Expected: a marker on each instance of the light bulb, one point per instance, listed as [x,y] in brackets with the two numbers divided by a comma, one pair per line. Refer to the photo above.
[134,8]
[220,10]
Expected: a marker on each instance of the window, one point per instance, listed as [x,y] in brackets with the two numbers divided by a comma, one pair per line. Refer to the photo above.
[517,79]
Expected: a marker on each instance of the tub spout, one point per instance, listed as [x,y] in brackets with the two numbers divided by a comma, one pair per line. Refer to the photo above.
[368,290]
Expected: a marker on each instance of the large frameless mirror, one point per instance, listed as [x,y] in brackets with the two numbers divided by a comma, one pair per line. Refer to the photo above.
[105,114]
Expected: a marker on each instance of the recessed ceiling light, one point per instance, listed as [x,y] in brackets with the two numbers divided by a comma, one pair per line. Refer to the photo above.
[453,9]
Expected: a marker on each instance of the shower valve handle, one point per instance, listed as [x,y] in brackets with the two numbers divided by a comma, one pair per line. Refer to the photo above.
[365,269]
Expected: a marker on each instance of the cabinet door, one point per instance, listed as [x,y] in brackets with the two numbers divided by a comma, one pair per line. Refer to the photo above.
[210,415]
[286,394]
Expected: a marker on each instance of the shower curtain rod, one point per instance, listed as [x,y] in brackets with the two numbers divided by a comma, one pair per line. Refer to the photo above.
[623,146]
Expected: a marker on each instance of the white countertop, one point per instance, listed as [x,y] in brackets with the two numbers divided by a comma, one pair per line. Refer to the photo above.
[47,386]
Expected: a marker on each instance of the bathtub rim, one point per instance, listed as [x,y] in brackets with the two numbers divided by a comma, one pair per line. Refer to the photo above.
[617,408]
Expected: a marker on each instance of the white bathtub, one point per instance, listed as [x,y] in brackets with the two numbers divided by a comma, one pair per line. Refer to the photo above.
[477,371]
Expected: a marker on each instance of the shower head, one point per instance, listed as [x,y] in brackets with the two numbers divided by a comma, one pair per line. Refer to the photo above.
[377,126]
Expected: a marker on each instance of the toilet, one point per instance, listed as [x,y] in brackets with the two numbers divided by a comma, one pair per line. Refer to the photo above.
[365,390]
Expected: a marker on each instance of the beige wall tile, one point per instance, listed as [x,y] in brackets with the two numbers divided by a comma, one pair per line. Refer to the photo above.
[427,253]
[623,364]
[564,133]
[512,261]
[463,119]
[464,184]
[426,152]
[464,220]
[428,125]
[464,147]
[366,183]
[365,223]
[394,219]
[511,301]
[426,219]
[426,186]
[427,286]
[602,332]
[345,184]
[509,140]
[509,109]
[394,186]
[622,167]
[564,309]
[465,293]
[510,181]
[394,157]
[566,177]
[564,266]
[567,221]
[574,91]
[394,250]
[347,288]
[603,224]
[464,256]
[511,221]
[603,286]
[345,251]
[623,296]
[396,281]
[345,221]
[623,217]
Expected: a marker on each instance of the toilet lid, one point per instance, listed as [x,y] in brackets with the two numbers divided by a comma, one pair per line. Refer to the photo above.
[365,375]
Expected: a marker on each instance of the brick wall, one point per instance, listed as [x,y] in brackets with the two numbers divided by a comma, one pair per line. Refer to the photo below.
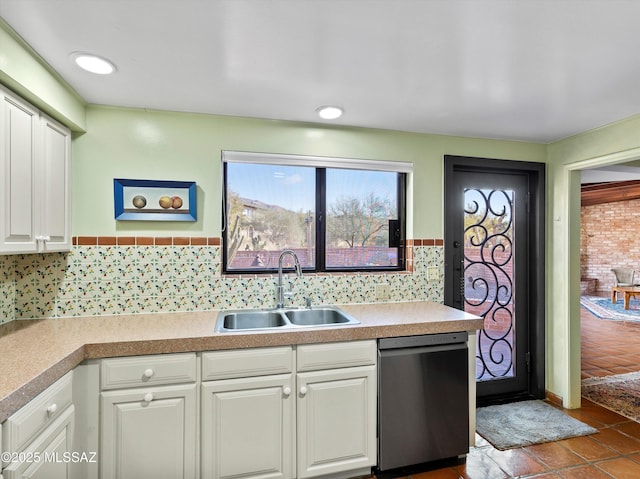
[610,238]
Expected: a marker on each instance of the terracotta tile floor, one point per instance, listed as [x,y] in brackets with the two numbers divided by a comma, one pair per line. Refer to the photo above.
[608,347]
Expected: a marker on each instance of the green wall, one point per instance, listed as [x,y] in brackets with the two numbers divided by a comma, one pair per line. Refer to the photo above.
[24,72]
[610,144]
[158,145]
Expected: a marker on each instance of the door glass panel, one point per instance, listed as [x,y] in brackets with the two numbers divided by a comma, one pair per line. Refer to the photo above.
[489,278]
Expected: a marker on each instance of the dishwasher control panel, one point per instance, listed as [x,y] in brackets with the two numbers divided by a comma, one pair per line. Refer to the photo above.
[423,340]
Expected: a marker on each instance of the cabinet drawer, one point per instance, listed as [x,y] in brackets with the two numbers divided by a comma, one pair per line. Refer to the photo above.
[241,363]
[135,371]
[20,428]
[313,357]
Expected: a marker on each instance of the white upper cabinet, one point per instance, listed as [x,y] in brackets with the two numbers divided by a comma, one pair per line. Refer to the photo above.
[55,192]
[35,156]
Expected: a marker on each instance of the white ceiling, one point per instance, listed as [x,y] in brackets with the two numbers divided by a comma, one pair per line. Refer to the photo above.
[531,70]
--- --- ---
▶ To do
Return the material word for word. Pictures are not part of the copy.

▶ Complete response
Expected: a marker on each instance of the light bulb, one point per instance, listed as [x,y] in brackets with the two numbers divided by a comma, one pair per line. Refer to the photo above.
[134,8]
[220,10]
Expected: a marker on each instance of the window, one point per instance, listed as [x,y] in brackets with the two numbers divided by a comma, one pair per line. Refer to the photo above.
[517,79]
Expected: a marker on each instance of the tub spout, one point per instance, listed as [x,y] in brackets with the two numbers divided by a comma, one pair per line. Refer to the photo above.
[368,290]
Expected: a marker on each instance of the large frameless mirror, one point per instance, listed as [x,y] in brackets with the two numbers divided by a comma, one pair per line. Refer to the photo above.
[105,114]
Expected: a marker on each instance of the recessed ceiling light, one point per instance, listed as [x,y] in brackets with the two numbers divided by a comma, one pair per line. Refer to the photo above.
[453,9]
Expected: a marker on each instance of the shower valve handle, one point per instance, listed as [x,y] in brackets with the two numbers divided by a comma, one pair per line. Refer to the photo above.
[365,269]
Expected: a marker on each instance of the cabinet door, one point per instance, listed as [x,y] in brackets with the two numbers divided by a comma, one pair per line. Refer to the photo above.
[210,415]
[286,394]
Expected: a marker on each instance of the shower curtain rod, one point per instance, listed as [x,y] in brackets with the two numbers divided by a comma, one pair per line. Refer to the photo above.
[623,146]
Expected: a marker on each instance of the white countertop, one point per instance, listed as [x,y] in brackets with the two numbers divided by a comma, one pair per line. Refer to the photo above.
[47,386]
Expected: a marker on each instance of the bathtub rim, one point per instance, listed as [x,y] in brackets with the two numbers divided by a comma, one pair per line. Refer to the photo above.
[617,408]
Expected: a marker on each instance of the white bathtub, one point per instance, listed as [x,y] in brackets with the two numbers divided by a comma, one pair per line. Refer to the photo above.
[477,371]
Expected: a marker on each instance of the shower head, one point per instance, listed as [x,y] in brackets with the two numbers divided by a comma, one pair per line. Refer to the photo above.
[377,126]
Expected: a marker on each instance of the toilet, one point per instance, listed as [x,y] in brackets with the two numbers divided by a comma, one pair per line. Refer to the photo above.
[365,390]
Expected: a marker on each instance of the beige wall tile, one point per instance, listed as [x,y] in brackets with the two numbers divided by a comma, one pair per line. Refer to the photo above.
[427,253]
[623,364]
[564,133]
[512,261]
[463,119]
[464,184]
[426,152]
[464,220]
[428,125]
[464,147]
[366,183]
[365,223]
[394,219]
[511,301]
[426,219]
[426,186]
[427,286]
[602,332]
[345,184]
[509,140]
[509,109]
[394,186]
[622,167]
[564,309]
[465,293]
[510,181]
[394,157]
[566,177]
[564,266]
[567,221]
[574,91]
[394,250]
[347,288]
[603,224]
[464,256]
[511,221]
[603,286]
[345,251]
[623,296]
[396,281]
[345,221]
[623,217]
Expected: a marker on each instance of the toilet lid, one point per instance, listed as [x,y] in brackets with the two numbers divided by a comma, one pair per line. Refer to the photo above.
[365,375]
Expected: a marker on each instance of the brick wall, one point per instance, listed as [x,y] in brackets with the two numbers divided by a comma, one pair per line. Refer to the photo below.
[610,238]
Expected: a marker on each instance of the terracotta tile floor, one point per instance, listed as [x,y] in brackets with the two numbers divided by a comma, one pair per line. Refer to the photo above.
[608,347]
Expected: a marker on each instance of the green wall, one point per instance, listed as [x,y] in brackets with the two numbers divided by a comma, one pair per line. Refer to the photo above.
[24,72]
[610,144]
[158,145]
Expected: a marker on each instance of the door glass panel, one point per instance, listed as [x,y] in brackets with the two numbers divided by a comma, one pair per line. Refer to the photo above.
[489,278]
Expected: a marker on each instance of the dishwasher control panel, one point per instance, listed as [x,y] in brackets with the two numbers divided by a comma, one pair per line. Refer to the photo above.
[423,340]
Expected: a marker on each instance of the cabinet drawer, one point per instance, listed as [x,y] in brackets with the two numbers divided by a comma, one pair per line. Refer to the photo above.
[241,363]
[135,371]
[20,428]
[313,357]
Expected: a marker on each instance of the white upper cabinet, one point per instance, listed as [x,y] in brackets with the two numbers divided by a comma, one pair per line. Refer to the photo above.
[55,192]
[35,156]
Expected: a marker on each instance of the white ceiling, one point per instance, listed as [x,y] in brackets with the two numbers divided by a comma, one pair per line. Refer to the photo above.
[531,70]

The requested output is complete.